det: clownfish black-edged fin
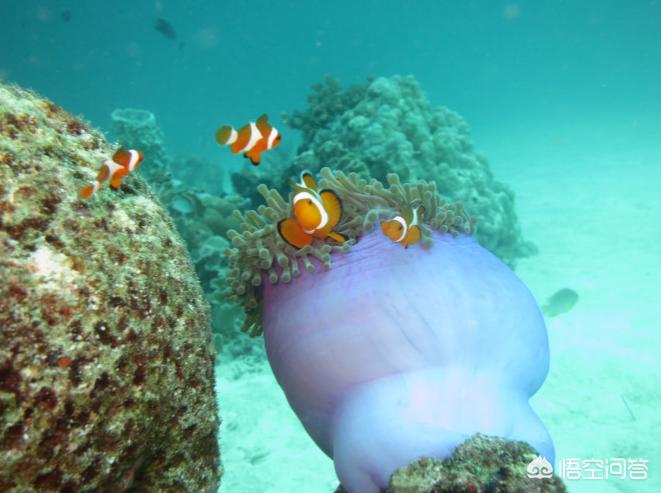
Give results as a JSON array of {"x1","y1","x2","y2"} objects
[
  {"x1": 319, "y1": 189, "x2": 342, "y2": 231},
  {"x1": 278, "y1": 218, "x2": 312, "y2": 250},
  {"x1": 402, "y1": 226, "x2": 420, "y2": 248},
  {"x1": 328, "y1": 231, "x2": 349, "y2": 243},
  {"x1": 243, "y1": 151, "x2": 260, "y2": 166}
]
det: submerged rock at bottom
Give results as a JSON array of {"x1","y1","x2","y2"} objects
[
  {"x1": 0, "y1": 84, "x2": 221, "y2": 493},
  {"x1": 335, "y1": 433, "x2": 567, "y2": 493}
]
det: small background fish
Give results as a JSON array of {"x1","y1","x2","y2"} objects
[
  {"x1": 154, "y1": 17, "x2": 177, "y2": 39},
  {"x1": 542, "y1": 288, "x2": 578, "y2": 317}
]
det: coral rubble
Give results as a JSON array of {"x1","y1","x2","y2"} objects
[
  {"x1": 335, "y1": 433, "x2": 567, "y2": 493},
  {"x1": 0, "y1": 85, "x2": 221, "y2": 493}
]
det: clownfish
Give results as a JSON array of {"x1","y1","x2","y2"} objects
[
  {"x1": 278, "y1": 171, "x2": 347, "y2": 249},
  {"x1": 216, "y1": 115, "x2": 280, "y2": 166},
  {"x1": 80, "y1": 149, "x2": 143, "y2": 199},
  {"x1": 381, "y1": 206, "x2": 425, "y2": 248}
]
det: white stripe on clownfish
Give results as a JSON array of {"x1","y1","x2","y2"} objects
[
  {"x1": 411, "y1": 207, "x2": 419, "y2": 226},
  {"x1": 225, "y1": 127, "x2": 239, "y2": 145},
  {"x1": 103, "y1": 157, "x2": 124, "y2": 180},
  {"x1": 266, "y1": 128, "x2": 278, "y2": 149},
  {"x1": 294, "y1": 190, "x2": 328, "y2": 235},
  {"x1": 237, "y1": 122, "x2": 262, "y2": 153},
  {"x1": 128, "y1": 149, "x2": 140, "y2": 171},
  {"x1": 392, "y1": 216, "x2": 409, "y2": 242}
]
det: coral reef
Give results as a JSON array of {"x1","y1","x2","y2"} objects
[
  {"x1": 335, "y1": 434, "x2": 567, "y2": 493},
  {"x1": 232, "y1": 76, "x2": 534, "y2": 266},
  {"x1": 0, "y1": 85, "x2": 221, "y2": 493},
  {"x1": 110, "y1": 108, "x2": 171, "y2": 192}
]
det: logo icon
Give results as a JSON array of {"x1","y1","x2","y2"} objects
[{"x1": 526, "y1": 455, "x2": 553, "y2": 479}]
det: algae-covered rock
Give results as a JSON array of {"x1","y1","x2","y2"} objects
[
  {"x1": 335, "y1": 433, "x2": 567, "y2": 493},
  {"x1": 0, "y1": 85, "x2": 221, "y2": 492}
]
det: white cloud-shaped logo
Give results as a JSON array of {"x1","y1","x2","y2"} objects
[{"x1": 526, "y1": 455, "x2": 553, "y2": 479}]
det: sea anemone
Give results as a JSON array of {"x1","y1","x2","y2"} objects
[{"x1": 228, "y1": 168, "x2": 554, "y2": 493}]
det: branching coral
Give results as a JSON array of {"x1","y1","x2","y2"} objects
[
  {"x1": 227, "y1": 168, "x2": 474, "y2": 336},
  {"x1": 232, "y1": 76, "x2": 534, "y2": 266}
]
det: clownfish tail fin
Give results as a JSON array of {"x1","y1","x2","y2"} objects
[{"x1": 216, "y1": 125, "x2": 238, "y2": 145}]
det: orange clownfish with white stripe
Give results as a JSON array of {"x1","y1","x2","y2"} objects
[
  {"x1": 80, "y1": 149, "x2": 143, "y2": 199},
  {"x1": 381, "y1": 206, "x2": 425, "y2": 248},
  {"x1": 216, "y1": 115, "x2": 280, "y2": 166},
  {"x1": 278, "y1": 171, "x2": 347, "y2": 249}
]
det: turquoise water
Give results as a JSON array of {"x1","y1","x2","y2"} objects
[{"x1": 0, "y1": 0, "x2": 661, "y2": 493}]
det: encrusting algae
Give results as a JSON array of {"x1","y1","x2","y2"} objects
[{"x1": 226, "y1": 168, "x2": 475, "y2": 337}]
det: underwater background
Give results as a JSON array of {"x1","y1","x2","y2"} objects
[{"x1": 0, "y1": 0, "x2": 661, "y2": 493}]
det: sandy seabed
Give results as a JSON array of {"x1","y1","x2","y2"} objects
[{"x1": 217, "y1": 119, "x2": 661, "y2": 493}]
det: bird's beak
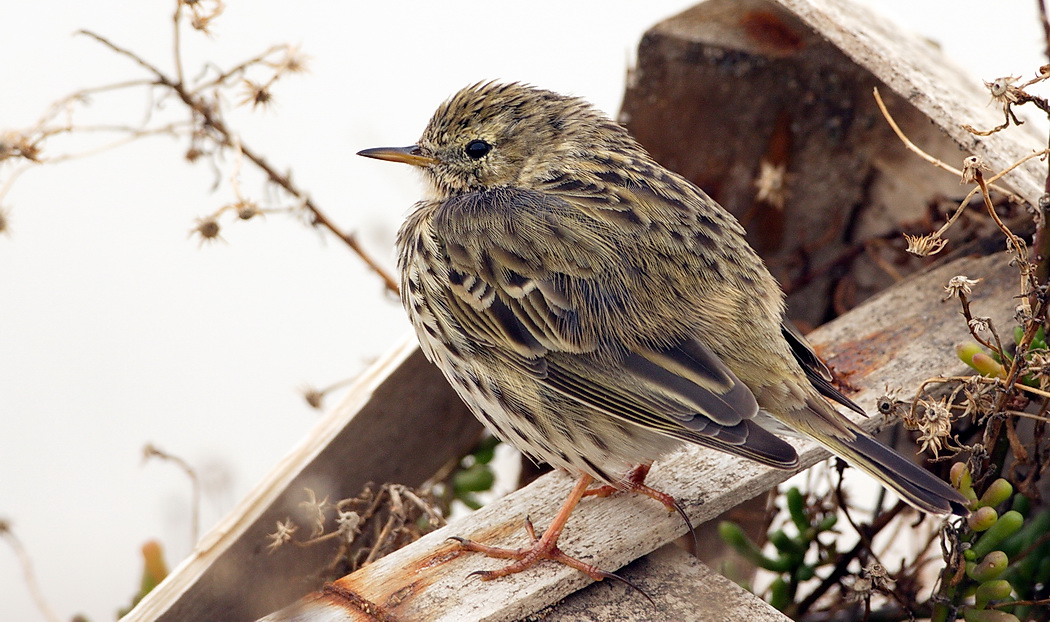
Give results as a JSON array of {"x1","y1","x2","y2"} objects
[{"x1": 357, "y1": 145, "x2": 438, "y2": 166}]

::::

# Task brief
Turn the entries above, from the line containing "det: encrusting algae" through the end of the entries, both included, into a Markdown table with the columns Row and Line. Skip blank lines and leave out the pictures.

# Written answer
| Row | Line |
|---|---|
| 1 | det: encrusting algae |
| 2 | Give results as a JSON array of {"x1","y1","x2","y2"} objects |
| 3 | [{"x1": 226, "y1": 168, "x2": 475, "y2": 337}] |
| 4 | det: underwater background |
| 5 | Give results as a JSON array of {"x1","y1","x2","y2"} objects |
| 6 | [{"x1": 0, "y1": 0, "x2": 661, "y2": 493}] |
| 7 | det: sandy seabed |
| 8 | Give results as a JSON array of {"x1","y1","x2","y2"} objects |
| 9 | [{"x1": 217, "y1": 119, "x2": 661, "y2": 493}] |
| 10 | det: bird's beak |
| 11 | Give results as a JSON array of {"x1","y1","x2","y2"} objects |
| 12 | [{"x1": 357, "y1": 145, "x2": 438, "y2": 166}] |